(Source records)
******
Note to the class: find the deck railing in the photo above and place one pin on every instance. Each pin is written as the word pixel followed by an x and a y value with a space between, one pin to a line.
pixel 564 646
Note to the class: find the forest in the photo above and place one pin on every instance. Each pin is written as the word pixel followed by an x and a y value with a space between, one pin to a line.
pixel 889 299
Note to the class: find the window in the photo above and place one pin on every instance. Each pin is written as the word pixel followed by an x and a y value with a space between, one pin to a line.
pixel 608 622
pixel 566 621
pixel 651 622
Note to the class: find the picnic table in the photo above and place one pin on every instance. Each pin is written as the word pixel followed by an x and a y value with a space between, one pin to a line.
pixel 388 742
******
> [ACTIVITY]: Repeat the records verbatim, every one of them.

> [WRITTEN ANSWER]:
Note to the class: find the deck railing in the photo above and place one pin on every instance. Each pin is written as the word pixel followed by an x and a y value with a space between, one pin to a line.
pixel 564 646
Note to the class: find the forest in the photo above and place one pin on every instance. Each pin is written as the word pixel followed by an x and a y value with a space between, one pin to a line.
pixel 889 299
Note to the class: find the window in the photo above and place one pin on every instance. Each pin is written as the word pixel followed by an x and a y value with a space between, one pin to a line.
pixel 608 622
pixel 566 621
pixel 651 622
Note to the class: find the picnic table in the photo above and place one pin on every instance. Each pin is written as the word pixel followed by an x and a y value with a space between, one pin to a line.
pixel 388 742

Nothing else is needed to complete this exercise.